Task objective: Leave the pictures behind and repeat all the entries exactly.

[Dataset entries]
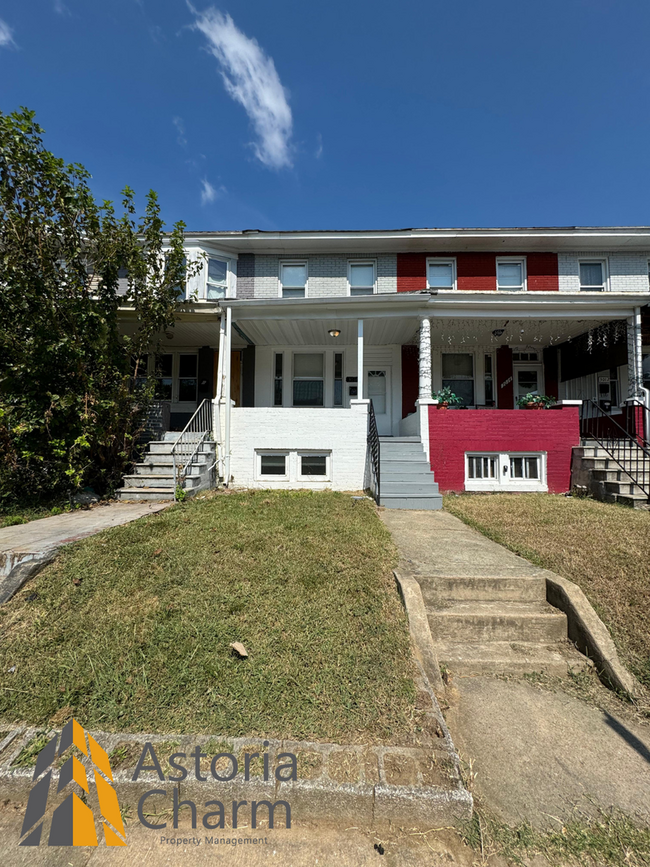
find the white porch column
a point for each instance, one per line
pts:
(360, 359)
(226, 396)
(635, 357)
(424, 400)
(425, 359)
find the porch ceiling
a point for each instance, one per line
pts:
(315, 332)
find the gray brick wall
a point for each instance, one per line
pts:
(327, 275)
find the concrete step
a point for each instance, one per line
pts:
(482, 589)
(398, 501)
(409, 489)
(498, 621)
(503, 657)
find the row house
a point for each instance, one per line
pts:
(319, 354)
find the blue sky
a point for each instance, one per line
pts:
(304, 115)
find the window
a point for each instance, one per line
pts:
(308, 379)
(458, 375)
(482, 466)
(163, 374)
(314, 466)
(338, 379)
(441, 273)
(592, 276)
(511, 275)
(505, 472)
(273, 465)
(277, 381)
(293, 279)
(489, 382)
(217, 279)
(187, 380)
(361, 277)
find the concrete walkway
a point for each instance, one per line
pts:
(538, 751)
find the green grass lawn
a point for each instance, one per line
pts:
(603, 548)
(130, 630)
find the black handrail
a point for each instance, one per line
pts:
(373, 449)
(628, 450)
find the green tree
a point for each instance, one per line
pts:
(74, 392)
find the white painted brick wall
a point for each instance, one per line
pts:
(327, 275)
(343, 432)
(628, 272)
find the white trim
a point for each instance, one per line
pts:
(503, 480)
(600, 261)
(512, 260)
(372, 262)
(284, 262)
(441, 260)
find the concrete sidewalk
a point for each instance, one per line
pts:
(538, 750)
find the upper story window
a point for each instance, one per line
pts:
(293, 279)
(441, 273)
(511, 275)
(593, 275)
(361, 277)
(217, 279)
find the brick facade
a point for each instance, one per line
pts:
(452, 433)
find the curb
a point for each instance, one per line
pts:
(589, 633)
(425, 651)
(377, 786)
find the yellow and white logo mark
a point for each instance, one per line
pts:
(73, 822)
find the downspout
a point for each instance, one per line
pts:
(227, 361)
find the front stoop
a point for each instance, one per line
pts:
(498, 625)
(153, 478)
(595, 472)
(407, 481)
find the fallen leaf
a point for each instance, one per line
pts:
(239, 649)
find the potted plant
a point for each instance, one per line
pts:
(535, 401)
(447, 398)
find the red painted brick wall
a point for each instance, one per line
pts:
(477, 271)
(454, 432)
(542, 271)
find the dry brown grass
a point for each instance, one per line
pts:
(604, 548)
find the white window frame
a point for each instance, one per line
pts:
(272, 477)
(313, 453)
(372, 262)
(512, 260)
(595, 261)
(504, 481)
(437, 260)
(284, 262)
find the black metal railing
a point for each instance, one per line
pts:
(373, 454)
(627, 448)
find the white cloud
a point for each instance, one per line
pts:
(251, 79)
(180, 129)
(209, 193)
(6, 35)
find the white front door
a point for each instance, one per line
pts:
(377, 387)
(528, 379)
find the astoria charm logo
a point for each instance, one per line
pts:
(73, 822)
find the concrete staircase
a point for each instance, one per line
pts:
(498, 625)
(406, 479)
(596, 472)
(153, 478)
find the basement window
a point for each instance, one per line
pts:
(506, 471)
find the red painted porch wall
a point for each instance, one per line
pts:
(477, 271)
(454, 432)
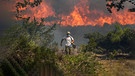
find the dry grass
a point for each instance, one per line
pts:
(118, 67)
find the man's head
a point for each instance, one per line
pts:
(68, 33)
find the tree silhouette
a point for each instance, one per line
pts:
(118, 4)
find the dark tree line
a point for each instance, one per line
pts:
(120, 39)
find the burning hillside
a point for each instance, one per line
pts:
(75, 13)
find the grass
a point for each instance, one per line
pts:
(118, 67)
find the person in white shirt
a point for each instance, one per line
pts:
(69, 41)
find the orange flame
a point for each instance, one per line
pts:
(81, 15)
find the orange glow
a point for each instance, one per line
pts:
(81, 15)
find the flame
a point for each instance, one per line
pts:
(81, 15)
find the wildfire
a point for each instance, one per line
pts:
(81, 15)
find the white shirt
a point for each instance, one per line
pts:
(68, 40)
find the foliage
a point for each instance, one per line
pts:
(83, 64)
(118, 39)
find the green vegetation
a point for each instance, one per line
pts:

Solution for this problem:
find the white porch column
a point for each instance, one per line
pts:
(360, 359)
(226, 396)
(635, 357)
(424, 400)
(425, 359)
find the porch ceiling
a point for each instance, one per line
pts:
(315, 332)
find the gray brick wall
a point for each instance, one per line
pts:
(327, 275)
find the concrete step
a point for each instance, one per line
pts:
(482, 589)
(398, 501)
(409, 489)
(498, 621)
(503, 657)
find the row house
a point for each instance, one per line
pts:
(319, 354)
find the blue sky
a point for each instance, one per line
pts:
(304, 115)
find the window
a point for each instance, one per line
pts:
(308, 379)
(458, 375)
(482, 466)
(163, 374)
(314, 466)
(338, 379)
(441, 273)
(592, 276)
(511, 275)
(505, 472)
(273, 465)
(277, 381)
(293, 279)
(489, 382)
(217, 279)
(187, 380)
(361, 277)
find the concrete walkway
a point for each instance, one per line
pts:
(538, 751)
find the green grass lawn
a point for each instance, one per line
pts:
(603, 548)
(130, 630)
find the black handrail
a point for each instance, one per line
pts:
(373, 449)
(628, 450)
find the green tree
a point for each instance, one per line
pts:
(74, 392)
find the white painted brick wall
a point for each instance, one per line
pts:
(327, 275)
(343, 432)
(628, 272)
find the white trim
a point for each instance, one per line
pts:
(503, 480)
(600, 261)
(512, 260)
(372, 262)
(284, 262)
(441, 260)
find the concrete sidewalk
a point for each instance, one per line
pts:
(538, 750)
find the upper story window
a point for each instance, one per line
pts:
(293, 279)
(441, 273)
(511, 275)
(593, 275)
(361, 277)
(217, 279)
find the brick facade
a point for each instance, one per line
pts:
(452, 433)
find the curb
a point for each instance, one per line
pts:
(589, 633)
(425, 651)
(377, 786)
find the yellow and white logo mark
a point for each instance, one per line
pts:
(73, 822)
find the downspout
a point for each instance, one per line
pts:
(227, 361)
find the front stoop
a point for each instance, one per line
pts:
(498, 625)
(153, 478)
(595, 472)
(407, 481)
find the fallen leaf
a point for each instance, one per line
pts:
(239, 649)
find the potted plant
a point for each instance, one per line
pts:
(535, 401)
(447, 398)
find the red painted brick wall
a point for each instance, one per line
pts:
(477, 271)
(454, 432)
(542, 271)
find the dry brown grass
a point for each instance, one per line
pts:
(604, 548)
find the white window frame
a point for each instance, one per line
pts:
(272, 477)
(313, 453)
(372, 262)
(512, 260)
(595, 261)
(504, 481)
(437, 260)
(284, 262)
find the black metal railing
a point for each instance, one per line
pts:
(373, 454)
(627, 448)
find the white cloud
a point for each instance, one per line
pts:
(251, 79)
(180, 129)
(209, 193)
(6, 35)
find the white front door
a point for each instance, one per line
pts:
(377, 387)
(528, 379)
find the astoria charm logo
a point for each instance, one per line
pts:
(73, 822)
find the concrete staircase
a point for each instance, one per line
pts:
(498, 625)
(406, 479)
(596, 472)
(153, 478)
find the basement window
a point for each instance, one per line
pts:
(506, 471)
find the red painted porch wall
a point for each instance, one per line
pts:
(477, 271)
(454, 432)
find the dry grass
a point for each instance, one per line
pts:
(118, 67)
find the man's head
a point for each instance, one per line
pts:
(68, 33)
find the tree silhouette
a point for each instance, one per line
pts:
(118, 4)
find the dark tree line
a point for each instance, one per line
pts:
(120, 39)
find the burning hillside
a point for each instance, one per line
pts:
(75, 13)
find the grass
a point for each instance, one per line
pts:
(118, 67)
find the person in white shirt
a point for each instance, one per line
pts:
(69, 41)
find the orange flame
a point for each instance, one per line
pts:
(81, 15)
find the orange glow
a point for each instance, one per line
pts:
(81, 15)
find the flame
a point for each instance, one per line
pts:
(81, 15)
find the wildfire
a point for each instance, one per line
pts:
(81, 15)
find the white shirt
a point for each instance, one per line
pts:
(68, 40)
find the foliage
a point for each instance, one per line
pts:
(83, 64)
(118, 39)
find the green vegetation
a point for each instance, one per line
pts:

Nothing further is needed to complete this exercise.